Anhand der Daten:
**1.** Entnimm dem Textblock bitte wortgetreu den Abschnitt, der mit den Worten beginnt, die „Ich konnte nur“ enthalten, und mit „rühmen zu dürfen.“ endet.
**2.** Unter welchem Punkt der „Leitsätze für Fleisch und Fleischerzeugnisse“ stehen laut Textblock die Vorgaben zur Zusammensetzung von Cervelatwurst?

Vor einiger Zeit kam hier die Frage auf, ob man Cervelatwurst oder Zervelatwurst schreibt. Gemeint ist nicht der Schweizer Cervelat, den man im Sommer an beiden Enden einschneidet, aufspießt und über einem Lagerfeuer halb verkohlen lässt, weil man nicht aufpasst. So sieht jedenfalls mein nostalgisch verklärter Blick diese Wurst. Andere denken vielleicht eher an einen Wurst-Käse-Salat mit Cervelat und Gruyère. Doch ich schweife ab. Es geht hier um die Dauerwurst, die zwar der Salami gleicht, die aber, wie Kenner wissen, etwas ganz anderes ist (u. a. feinkörniger, ohne Knoblauch).
Nach der Wörterliste, die zur amtlichen Rechtschreibregelung gehört, kann man Zervelatwurst oder Servelatwurst schreiben. Die deutschen Kollegen und Kolleginnen aus Nord und Süd (als Schweizer ist einem diese Wurstart mehr oder weniger unbekannt) meinten aber, sie würden auch oder vor allem die Schreibung Cervelatwurst kennen.
Ich konnte nur auf die Rechtschreibregelung verweisen. Damit war man aber nicht zufrieden. Es wurde deshalb beschlossen, die entsprechende DIN-Norm herbeizuziehen. Es gibt schließlich für alles eine DIN, es muss also auch eine Wurst-DIN geben. Hendrik hat sich der Sache angenommen (wofür hier noch einmal ganz herzlichen Dank) und ist zu folgendem enttäuschendem Ergebnis gekommen:
Es gibt keine entsprechende DIN. Dafür gibt es aber das sogenannte Lebensmittelbuch vom deutschen Bundesministerium für Ernährung, Landwirtschaft und Verbraucherschutz (BMELV), in dem unter anderem jedes Fleischerzeugnis in seiner Rezeptur definiert wird, um sich der „Verkehrsbezeichnung XYZ“ rühmen zu dürfen.
Die Verkehrsbezeichnung ist in §4 der deutschen Verordnung über die Kennzeichnung von Lebensmitteln geregelt. Dort heißt es, dass jedes Lebensmittel die richtige Verkehrsbezeichnung zu tragen hat. Diese Verkehrsbezeichnung (zum Beispiel Cervelatwurst, Gouda, Orangensaft) muss der allgemeinen Verkehrsauffassung entsprechen. Das bedeutet vereinfacht ausgedrückt, dass man einem Lebensmittelerzeugnis keine Phantasiebezeichnung geben darf und dass man Lebensmittel, die üblicherweise als z. B. Salamiwurst bekannt sind, nicht unter der Bezeichnung Gemüseeintopf in den Handel bringen darf.
Die allgemeine Verkehrsauffassung ist, wie der Name ja schon vermuten lässt, keine in Stein gemeißelte Definition, sondern eben eine übliche Auffassung. Als Grundlage wird in Deutschland üblicherweise das schon erwähnte Lebensmittelbuch vom BMELV verwendet. Dort findet man unter dem Punkt 2.211.07 der „Leitsätze für Fleisch und Fleischerzeugnisse“ die Vorgaben über die Zusammensetzung von Cervelatwurst.

Bereitgestellte Daten:
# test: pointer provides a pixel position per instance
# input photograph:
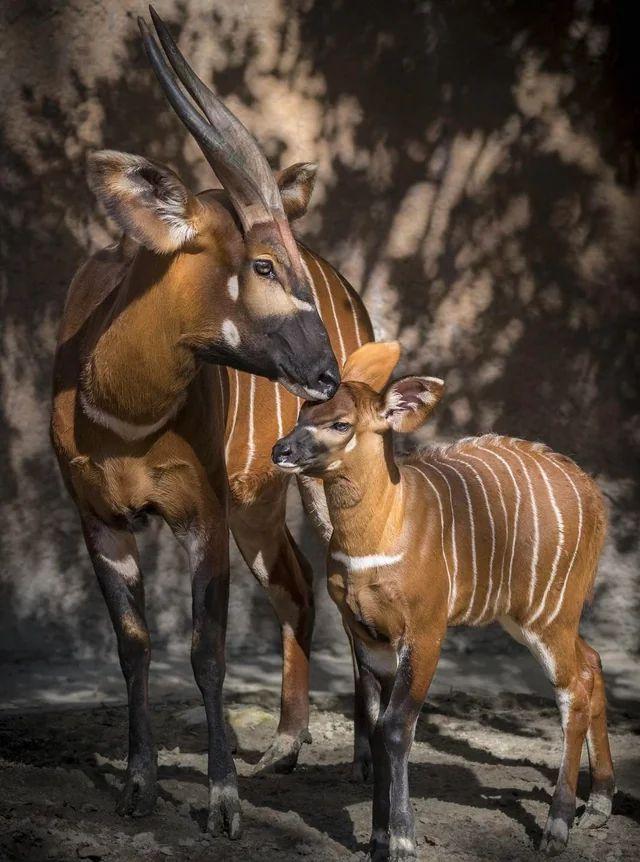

Ergebnisse:
**1.**
Ich konnte nur auf die Rechtschreibregelung verweisen. Damit war man aber nicht zufrieden. Es wurde deshalb beschlossen, die entsprechende DIN-Norm herbeizuziehen. Es gibt schließlich für alles eine DIN, es muss also auch eine Wurst-DIN geben. Hendrik hat sich der Sache angenommen (wofür hier noch einmal ganz herzlichen Dank) und ist zu folgendem enttäuschendem Ergebnis gekommen:
Es gibt keine entsprechende DIN. Dafür gibt es aber das sogenannte Lebensmittelbuch vom deutschen Bundesministerium für Ernährung, Landwirtschaft und Verbraucherschutz (BMELV), in dem unter anderem jedes Fleischerzeugnis in seiner Rezeptur definiert wird, um sich der „Verkehrsbezeichnung XYZ“ rühmen zu dürfen.

**2.** Unter Punkt 2.211.07.